Design data and metadata are ballooning, and no one is quite sure how long to save it or what to delete.
The continued unbundling of SoCs into multi-die packages is increasing the complexity of those designs and the amount of design data that needs to be managed, stored, sorted, and analyzed.
Simulations and test runs are generating increasing amounts of information. That raises questions about which data needs to be saved and for how long. During the design process, engineers now must wrestle with the data and metadata of each individual chiplet, the interconnects, the package, and the overall system. This can include multiple substrates, interposers, and non-electrical elements.
“It’s approached almost like an extra layer of hierarchy, so the top level is now top level beyond the top level,” said Marc Swinnen, director of product marketing at Ansys. “The block is now the assembly.”
The chiplet ecosystem is currently almost completely vertically integrated, but that could change in the coming years as the industry moves toward an open chiplet ecosystem. Though the ability to mix-and-match will offer unprecedented flexibility, it also will prove to be yet another data management challenge, with security and IP concerns being added to the mix.
Chiplets generate more data
Chiplets are highly specific in terms of functionality, but they can be assembled in unique ways to target specific domains, applications, and workloads. That has opened up a wide range of possibilities, but it also has spurred new data management challenges. More simulations are needed, which in turn creates more data.
“With chiplets, the advantage is you can have all these different capabilities that together can provide some sort of bigger system or bigger value or solve a bigger problem,” said Simon Rance, general manager and business unit leader for process and data management at Keysight. “The more applications, the more data that has to be created — especially when it comes to testing and verifying the systems as to how will it perform under ‘this situation’ or ‘this application.’ And is everything interoperable? That data just keeps exploding.”
The surge includes both data and metadata, which adds an additional layer of complexity. Chiplets need to be characterized, simulated, and tested in the context of a specific design, which is one of the reasons it has been so difficult to launch a commercial chiplet marketplace. One chiplet may behave differently in the context of other chiplets, or under different thermal or noise conditions, and all of that needs to be documented.
“Everybody thinks about libraries, design kits, and all the physical data that gets managed in some data management system, but it’s also all of the related data, the metadata that goes along with it,” said Michael Munsey, vice president of semiconductor industry at Siemens Digital Industries Software. “You have the files that define what it is, but you have the metadata that defines what the state of things are.”

§ Entries provided:

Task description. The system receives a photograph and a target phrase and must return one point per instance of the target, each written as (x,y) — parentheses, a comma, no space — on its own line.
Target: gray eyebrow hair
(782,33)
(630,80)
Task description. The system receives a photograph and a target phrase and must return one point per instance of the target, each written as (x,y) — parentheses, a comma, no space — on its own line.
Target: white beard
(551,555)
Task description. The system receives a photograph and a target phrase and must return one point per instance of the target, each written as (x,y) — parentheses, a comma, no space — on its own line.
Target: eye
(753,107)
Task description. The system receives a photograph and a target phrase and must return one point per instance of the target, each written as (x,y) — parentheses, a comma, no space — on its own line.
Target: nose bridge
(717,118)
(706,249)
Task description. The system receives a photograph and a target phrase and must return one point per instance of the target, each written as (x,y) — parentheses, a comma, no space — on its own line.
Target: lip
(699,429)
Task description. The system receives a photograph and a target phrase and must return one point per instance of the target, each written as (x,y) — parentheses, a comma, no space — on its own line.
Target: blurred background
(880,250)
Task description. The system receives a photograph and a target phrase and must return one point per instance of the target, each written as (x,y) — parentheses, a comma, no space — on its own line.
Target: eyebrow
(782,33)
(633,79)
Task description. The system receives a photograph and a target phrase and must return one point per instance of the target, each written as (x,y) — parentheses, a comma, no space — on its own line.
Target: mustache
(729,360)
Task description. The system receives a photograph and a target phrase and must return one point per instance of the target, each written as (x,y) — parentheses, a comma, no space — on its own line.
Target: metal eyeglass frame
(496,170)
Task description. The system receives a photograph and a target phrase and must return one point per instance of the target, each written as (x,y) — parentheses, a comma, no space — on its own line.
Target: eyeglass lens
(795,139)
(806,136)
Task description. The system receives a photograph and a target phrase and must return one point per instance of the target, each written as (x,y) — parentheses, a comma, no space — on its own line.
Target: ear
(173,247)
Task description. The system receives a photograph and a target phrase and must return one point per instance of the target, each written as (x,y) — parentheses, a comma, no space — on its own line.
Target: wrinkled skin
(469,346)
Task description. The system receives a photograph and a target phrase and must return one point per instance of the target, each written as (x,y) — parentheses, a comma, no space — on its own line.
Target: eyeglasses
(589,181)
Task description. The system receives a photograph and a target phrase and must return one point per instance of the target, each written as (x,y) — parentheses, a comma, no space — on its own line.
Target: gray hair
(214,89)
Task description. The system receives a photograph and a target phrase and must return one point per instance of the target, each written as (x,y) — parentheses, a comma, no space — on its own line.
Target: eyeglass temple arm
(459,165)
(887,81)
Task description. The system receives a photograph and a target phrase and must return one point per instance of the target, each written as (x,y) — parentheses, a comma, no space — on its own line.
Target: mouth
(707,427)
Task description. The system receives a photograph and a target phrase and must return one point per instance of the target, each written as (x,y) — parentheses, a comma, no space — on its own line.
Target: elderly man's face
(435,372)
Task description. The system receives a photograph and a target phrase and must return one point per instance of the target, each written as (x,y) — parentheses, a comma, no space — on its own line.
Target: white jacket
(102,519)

§ Instructions to follow:
Translate this sentence from the article on chiplet design data into Spanish: "More simulations are needed, which in turn creates more data."

§ Output for this task:
Se necesitan más simulaciones, lo que a su vez genera más datos.